TÂCHE DEMANDÉE A ::
Répondez à ces questions sur l’extrait consacré à l’état-réseau, placé plus bas.
(i) Quel texte de Temps Critiques la note commente-t-elle ?
(ii) Quelles initiatives l’état central appuie-t-il financièrement ?
(iii) Qu’appuient elles-mêmes les collectivités comme les villes et les départements ?
TÂCHE DEMANDÉE B ::
Recopiez sans rien changer le passage de l’extrait consacré à l’état-réseau, placé plus bas, depuis « I - Une société » jusqu’à « l’intention de l’auteur. » inclus.

EXTRAIT DE PAGE ::
____
Cette note est constituée d’une série de remarques à propos du texte de Temps Critiques « L’état-réseau et l’individu démocratique ». Ces  remarques ne sont pas nécessairement articulées entre elles de manière très rigoureuse, sont largement insfisante et ne constituent certainement  pas un avis définitif. En particulier, elles ne répondent pas aux précisions apportées par d’autres textes, dont « Ce qui est frappant… », qui  constitue une fine analyse de l’ensemble des débats menés sur la liste de discussion depuis plusieurs mois. D’autres réponses suivront… en  leur temps. Malgré cela, il semblait justifié de les livrer « en l’état » – si j’ose dire – de manière à faire avancer le d »bat sur l’Etat.

 

 

I - Une société imprégnée par l’Etat

 

 

1) L’état-réseau

 

Le terme « Etat-réseau » décrit assez bien la situation actuelle en France. L’état central limite ses propres initiatives, mais appuie financièrement  celles des régions (plans états-régions) et des collectivités territoriales. Ces collectivités (villes, départements, etc.) appuient elles-même des  projets associatifs. La « démocratie locale », avec les projets actuels de comités de quartier – déjà expérimentés dans certaines villes –   constitue une manière de formaliser ce fonctionnement. Autrement dit, il existe à la base de l’état une profonde imbrication entre réseaux  associatifs et pouvoirs « publics ». C’est plutôt dans ce sens que l’expression « état-réseau » prend toute sa signification, même si elle est sans  doute très éloignée de l’intention de l’auteur.
____
EXTRAIT SOURCE ::
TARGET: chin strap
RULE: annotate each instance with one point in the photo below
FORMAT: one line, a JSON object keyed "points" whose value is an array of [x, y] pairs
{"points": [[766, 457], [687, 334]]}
____
RÉPONSE ATTENDUE A ::
(i) « L’état-réseau et l’individu démocratique ».
(ii) Celles des régions (plans états-régions) et des collectivités territoriales.
(iii) Des projets associatifs.

RÉPONSE ATTENDUE B ::
I - Une société imprégnée par l’Etat

 

 

1) L’état-réseau

 

Le terme « Etat-réseau » décrit assez bien la situation actuelle en France. L’état central limite ses propres initiatives, mais appuie financièrement  celles des régions (plans états-régions) et des collectivités territoriales. Ces collectivités (villes, départements, etc.) appuient elles-même des  projets associatifs. La « démocratie locale », avec les projets actuels de comités de quartier – déjà expérimentés dans certaines villes –   constitue une manière de formaliser ce fonctionnement. Autrement dit, il existe à la base de l’état une profonde imbrication entre réseaux  associatifs et pouvoirs « publics ». C’est plutôt dans ce sens que l’expression « état-réseau » prend toute sa signification, même si elle est sans  doute très éloignée de l’intention de l’auteur.